▼
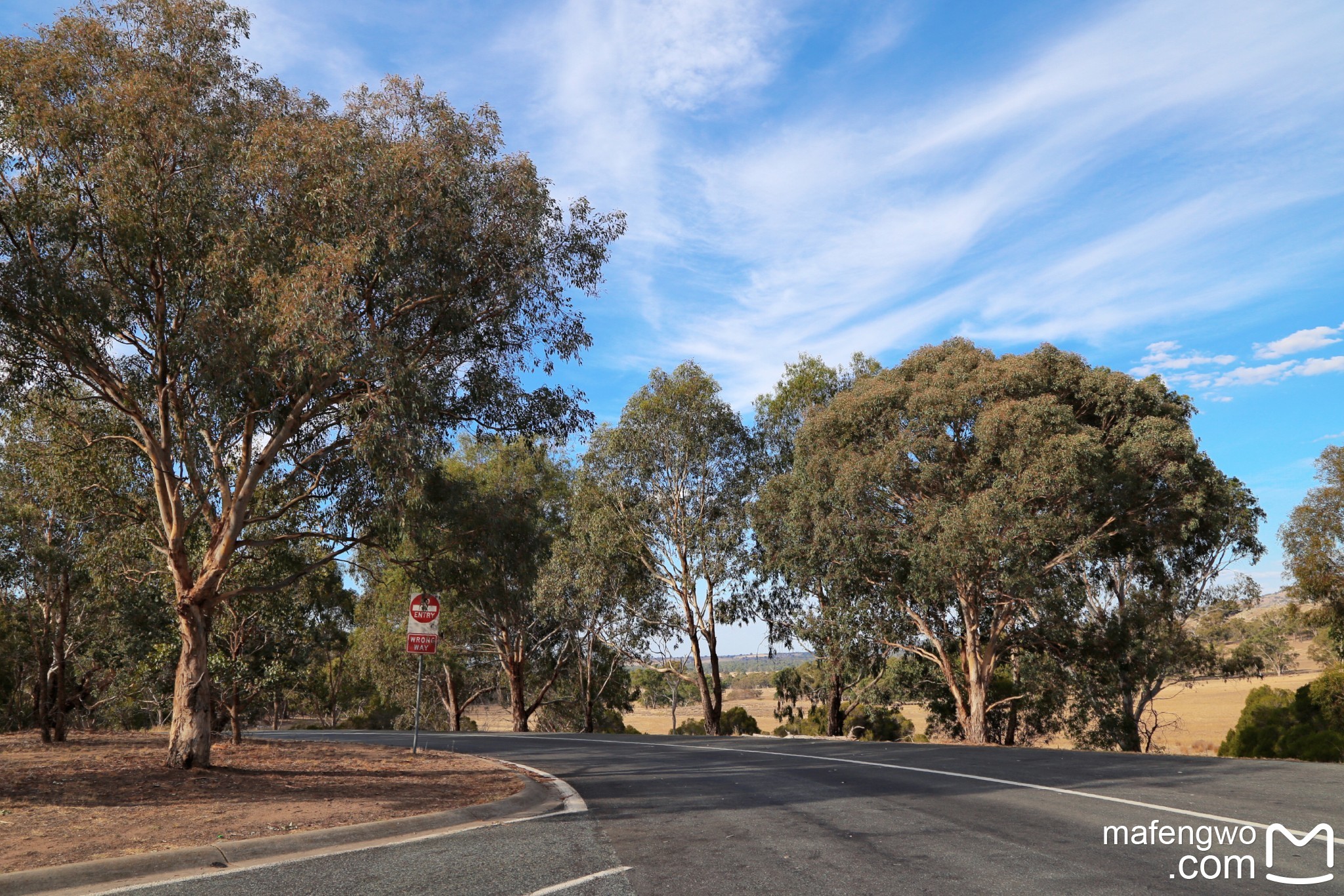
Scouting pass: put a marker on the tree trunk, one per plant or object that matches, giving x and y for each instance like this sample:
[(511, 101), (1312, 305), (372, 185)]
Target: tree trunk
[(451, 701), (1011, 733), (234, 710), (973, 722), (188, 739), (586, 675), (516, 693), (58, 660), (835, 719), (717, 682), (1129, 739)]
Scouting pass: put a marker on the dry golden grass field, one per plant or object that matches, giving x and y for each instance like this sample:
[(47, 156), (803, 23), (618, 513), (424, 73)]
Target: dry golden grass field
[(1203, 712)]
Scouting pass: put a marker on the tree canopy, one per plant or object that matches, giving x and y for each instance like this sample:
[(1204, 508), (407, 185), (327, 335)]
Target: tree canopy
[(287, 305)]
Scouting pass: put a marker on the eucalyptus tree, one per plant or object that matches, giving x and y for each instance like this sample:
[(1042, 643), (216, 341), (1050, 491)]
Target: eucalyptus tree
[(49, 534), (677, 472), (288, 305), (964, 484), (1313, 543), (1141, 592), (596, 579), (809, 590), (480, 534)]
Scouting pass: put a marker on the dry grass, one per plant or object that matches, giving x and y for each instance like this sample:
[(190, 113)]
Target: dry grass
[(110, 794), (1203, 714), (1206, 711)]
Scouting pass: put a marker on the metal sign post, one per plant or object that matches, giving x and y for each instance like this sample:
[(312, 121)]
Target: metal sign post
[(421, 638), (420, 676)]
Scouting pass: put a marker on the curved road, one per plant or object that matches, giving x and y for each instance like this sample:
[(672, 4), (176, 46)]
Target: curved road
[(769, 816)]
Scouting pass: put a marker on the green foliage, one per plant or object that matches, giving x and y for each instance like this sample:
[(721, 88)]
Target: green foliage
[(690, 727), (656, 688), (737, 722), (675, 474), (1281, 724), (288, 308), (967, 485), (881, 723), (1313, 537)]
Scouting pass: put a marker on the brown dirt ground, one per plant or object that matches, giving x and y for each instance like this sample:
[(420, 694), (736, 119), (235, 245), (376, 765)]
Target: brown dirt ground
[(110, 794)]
▲
DESCRIPTION OF THE TASK: For each record, return its text exactly and leave any picture out.

SOLUTION TO THE PROBLEM:
Scouting pass: put a marker on the tree trunk, one per plant or object that matches, giving x and y for each instance like this sample:
[(511, 101), (1312, 305), (372, 185)]
Target: tree trunk
[(451, 701), (1011, 733), (234, 710), (973, 722), (188, 739), (586, 675), (516, 693), (58, 660), (835, 719), (717, 682), (1129, 739)]
Scouting pass: put a marker on the dry golden grass field, one per plant or object that matches, giving x and y for each instance like this sample:
[(47, 156), (803, 23), (618, 513), (424, 73)]
Target: dry golden grass field
[(1203, 712)]
Scouting pass: put a marker on the tree canopy, one per plant or object that matches, giving x and y for each instance like this sample:
[(1204, 508), (407, 185), (327, 335)]
Target: tree canopy
[(287, 305)]
Scouting pass: put a marker on the eucalyptus tree, one per plant or object that matches, giving x and y for each instance like this sample:
[(1042, 643), (216, 341), (1050, 491)]
Target: eucalyptus tree
[(49, 534), (677, 472), (288, 305), (964, 484), (1313, 543), (1141, 592), (596, 579), (809, 590), (480, 534)]
Scouting pass: put a marker on the dry grass, one per plant or object that matches, giving x and y for each instance like this sample:
[(190, 113)]
Target: dry grass
[(110, 794), (1203, 714), (1206, 711)]
Scouting pass: put a marker on the metal sign post, one per plant or object that matches, giving x and y for each instance like this sample:
[(312, 121)]
Target: metal sign post
[(421, 638), (420, 676)]
Scouting pass: put a marker on the curved road, one per plant or object that matches, giving x and y for each instance like this sample:
[(672, 4), (176, 46)]
Target: curved road
[(769, 816)]
Scouting pass: put a marker on the green foliage, one per plant or object that matches, giving x and y for each instance like this sample:
[(721, 88)]
Target: green foliage
[(690, 727), (656, 688), (737, 722), (675, 474), (1281, 724), (288, 308), (967, 485), (881, 723), (1313, 537)]
Scouting pass: put a marker on the brown dirt ground, one per plant or object that matches, giving x and y for each instance like this sample:
[(420, 694), (736, 119), (235, 245), (376, 765)]
Target: brown dirt ground
[(110, 794)]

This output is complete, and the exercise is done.